#### Source passage:
* Begin *
Comedian Emily Galati is a recovering Lutheran, what she describes as “Catholicism without the religion.” She earned a master’s degree in history at Arizona State University, but moved to Chicago to pursue a career in improvisational theater. “I’m the only person with a master’s degree whose parents are disappointed in their kid’s life decisions,” Galati said. She has a raunchy sense of humor, touching on such subjects as sex, religion and politics. She now lives in New York City. Her career is taking off after television appearances on “Conan,” “Last Comic Standing” and “Comics Unleashed.” Galati headlines this week at The Caravan.
LEO: Do you remember the first time you went from improv to stand-up?
Emily Galati: Yeah. It was in an improv troupe, actually. They had a tradition that on the last two shows of the year, we each had to do a short stand-up set. I was like: ‘Well, I don’t want to do that. That sounds terrifying.’ They convinced me that it’s a tradition, and I had to. So my friend Brian helped me write some jokes. It went well, and here I am.
What is the strangest thing that’s ever happened to you on stage?
About a month ago I did a show. It was going really well, and then I started talking about politics. This guy started booing and being really disruptive. Then he goes: ‘Do you know what a ‘See You Next Tuesday’ is? Because you are one.’ I was like, ‘Wow, that turned quick.’ But then I’m like, ‘I have one — why would you think I don’t know what one is? And I’m shitting on Trump in a red state. Let’s assume I’ve been called one before.’ He got taken out and then apparently wanted to fight everyone in the lobby. It was so strange. He had to ask me if I know what it is just so he knows that I know when I’ve been insulted. Why? Just in case he potentially decides to call me one. Not to mention he couldn’t commit to the insult so he had to spell it out. But I’d never been called [cunt] mid-show before.
What are the best and worst parts about living in New York?
The bad list is long. Every time you get on the subway, you will catch a cold. There is trash everywhere. And they call it ‘the city that never sleeps.’ Well, good luck finding a coffee shop that’s open past 9 p.m. The good is that there is a lot of comedy here. Also, I find weed everywhere. I find weed in taxis, on the subway, on the bus — I just find weed. No one told me there was just free weed everywhere here.
* End *
#### What you need to do:
1. According to the Emily Galati interview, in what subject and at what university did she earn her master's degree?
2. Render this sentence from the Emily Galati interview in Spanish: "She earned a master’s degree in history at Arizona State University, but moved to Chicago to pursue a career in improvisational theater."
3. Carry the Emily Galati interview forward from its final sentence.

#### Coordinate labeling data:
* Begin *
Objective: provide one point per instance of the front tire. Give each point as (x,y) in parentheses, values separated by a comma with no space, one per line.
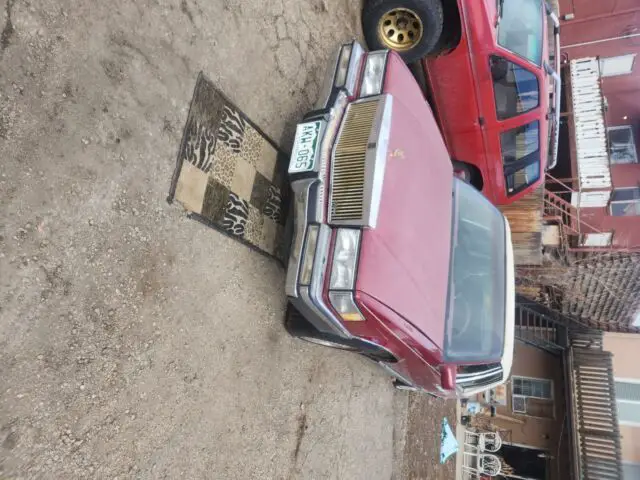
(410,27)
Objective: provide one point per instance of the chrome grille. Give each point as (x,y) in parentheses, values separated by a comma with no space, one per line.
(348,173)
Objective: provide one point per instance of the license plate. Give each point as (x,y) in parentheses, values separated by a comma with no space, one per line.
(305,147)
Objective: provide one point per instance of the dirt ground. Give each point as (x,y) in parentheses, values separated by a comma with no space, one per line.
(135,343)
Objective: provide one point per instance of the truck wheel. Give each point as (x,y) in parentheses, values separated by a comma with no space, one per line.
(410,27)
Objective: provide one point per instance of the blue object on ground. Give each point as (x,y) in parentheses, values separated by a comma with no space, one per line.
(448,442)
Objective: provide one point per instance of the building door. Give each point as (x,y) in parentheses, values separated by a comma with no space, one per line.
(527,463)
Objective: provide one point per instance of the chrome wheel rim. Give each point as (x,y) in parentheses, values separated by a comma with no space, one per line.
(400,29)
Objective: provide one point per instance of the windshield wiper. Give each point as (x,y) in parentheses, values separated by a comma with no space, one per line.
(500,7)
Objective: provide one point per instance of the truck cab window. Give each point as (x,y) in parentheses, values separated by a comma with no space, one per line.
(515,88)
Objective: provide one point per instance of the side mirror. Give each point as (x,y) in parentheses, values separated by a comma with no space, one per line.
(499,68)
(448,376)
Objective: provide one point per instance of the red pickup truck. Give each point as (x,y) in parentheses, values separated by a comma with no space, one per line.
(393,256)
(489,76)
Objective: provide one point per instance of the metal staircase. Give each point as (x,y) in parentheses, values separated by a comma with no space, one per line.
(539,330)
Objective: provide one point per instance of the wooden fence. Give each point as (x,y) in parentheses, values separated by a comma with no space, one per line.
(595,413)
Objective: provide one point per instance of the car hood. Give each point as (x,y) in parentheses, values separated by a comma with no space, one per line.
(404,261)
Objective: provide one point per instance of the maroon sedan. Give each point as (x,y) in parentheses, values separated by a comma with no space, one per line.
(392,256)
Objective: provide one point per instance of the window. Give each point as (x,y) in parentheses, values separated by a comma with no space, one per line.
(520,28)
(475,325)
(620,65)
(519,143)
(515,88)
(521,156)
(622,146)
(625,202)
(628,400)
(532,396)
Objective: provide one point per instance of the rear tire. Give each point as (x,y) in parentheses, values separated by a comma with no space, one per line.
(425,20)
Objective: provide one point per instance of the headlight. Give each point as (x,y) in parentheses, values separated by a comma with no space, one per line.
(345,306)
(309,255)
(373,76)
(345,257)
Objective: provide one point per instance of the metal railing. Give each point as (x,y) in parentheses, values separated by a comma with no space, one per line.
(597,432)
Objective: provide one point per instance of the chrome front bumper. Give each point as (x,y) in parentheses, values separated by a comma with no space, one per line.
(309,203)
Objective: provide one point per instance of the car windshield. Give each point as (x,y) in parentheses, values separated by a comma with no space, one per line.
(477,285)
(520,29)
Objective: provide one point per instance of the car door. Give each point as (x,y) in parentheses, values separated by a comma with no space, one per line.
(514,126)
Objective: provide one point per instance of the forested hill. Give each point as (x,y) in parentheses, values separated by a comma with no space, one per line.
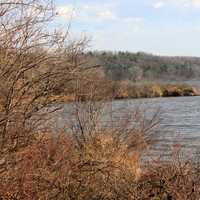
(142,66)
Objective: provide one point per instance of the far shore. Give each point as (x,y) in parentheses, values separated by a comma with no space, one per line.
(126,91)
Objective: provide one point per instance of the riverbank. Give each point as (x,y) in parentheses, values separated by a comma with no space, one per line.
(135,91)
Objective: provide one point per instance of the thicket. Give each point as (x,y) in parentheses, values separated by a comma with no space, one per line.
(89,159)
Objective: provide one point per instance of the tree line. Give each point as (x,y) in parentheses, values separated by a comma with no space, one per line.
(140,66)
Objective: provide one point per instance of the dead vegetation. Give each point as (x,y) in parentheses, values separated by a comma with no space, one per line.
(87,160)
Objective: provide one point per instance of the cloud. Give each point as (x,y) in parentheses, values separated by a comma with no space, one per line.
(158,4)
(87,12)
(66,12)
(176,4)
(196,3)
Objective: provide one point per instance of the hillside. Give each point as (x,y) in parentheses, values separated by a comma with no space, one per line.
(140,66)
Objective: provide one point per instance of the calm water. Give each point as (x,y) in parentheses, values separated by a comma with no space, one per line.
(179,120)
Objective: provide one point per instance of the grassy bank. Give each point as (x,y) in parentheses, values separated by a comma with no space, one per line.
(124,90)
(132,91)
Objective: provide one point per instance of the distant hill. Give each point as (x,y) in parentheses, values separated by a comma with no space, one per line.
(140,66)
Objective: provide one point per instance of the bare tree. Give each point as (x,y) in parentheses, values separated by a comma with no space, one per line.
(35,60)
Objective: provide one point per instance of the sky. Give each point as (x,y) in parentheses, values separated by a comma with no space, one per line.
(161,27)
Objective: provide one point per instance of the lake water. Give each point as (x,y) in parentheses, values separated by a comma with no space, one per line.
(179,120)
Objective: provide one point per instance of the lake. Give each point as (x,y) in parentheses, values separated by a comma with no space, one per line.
* End *
#### Responses by task:
1. She earned a master's degree in history at Arizona State University.

2. Obtuvo una maestría en historia en la Universidad Estatal de Arizona, pero se mudó a Chicago para dedicarse a una carrera en el teatro de improvisación.

3.
Your material implies that you aren’t a big fan of religion.
[Laughs] Where would you have gotten that idea?
Where does that come from?
None of it’s ever made sense to me. I was raised Lutheran, which is like Catholicism without the religion. They just don’t want to bother God. They pray as if they don’t want to bug him. Like, don’t mind us, but you’re a good God.
You talk some about dating and sex. Why do you think so many of people are uncomfortable discussing sex, specifically?
My hypothesis is this: Everyone has sex in common, but everyone likes it differently. The moment you say you like it like this, if someone in the room doesn’t like it like that, they feel weird. Then, they’re embarrassed and start to wonder if they’re doing it wrong. That has to be it, right? It makes everyone wonder if they’re the weirdo.
The #MeToo movement is big now. I feel like women in comedy have been screaming this for years. Would you say it’s changing?
[Laughs] Just put down: ‘She laughed.’
I want to hope it will. I’m behind the idea of social change. But implementing the change takes some time.
In the time of social change, does it drive you crazy that government leadership seems so tone deaf?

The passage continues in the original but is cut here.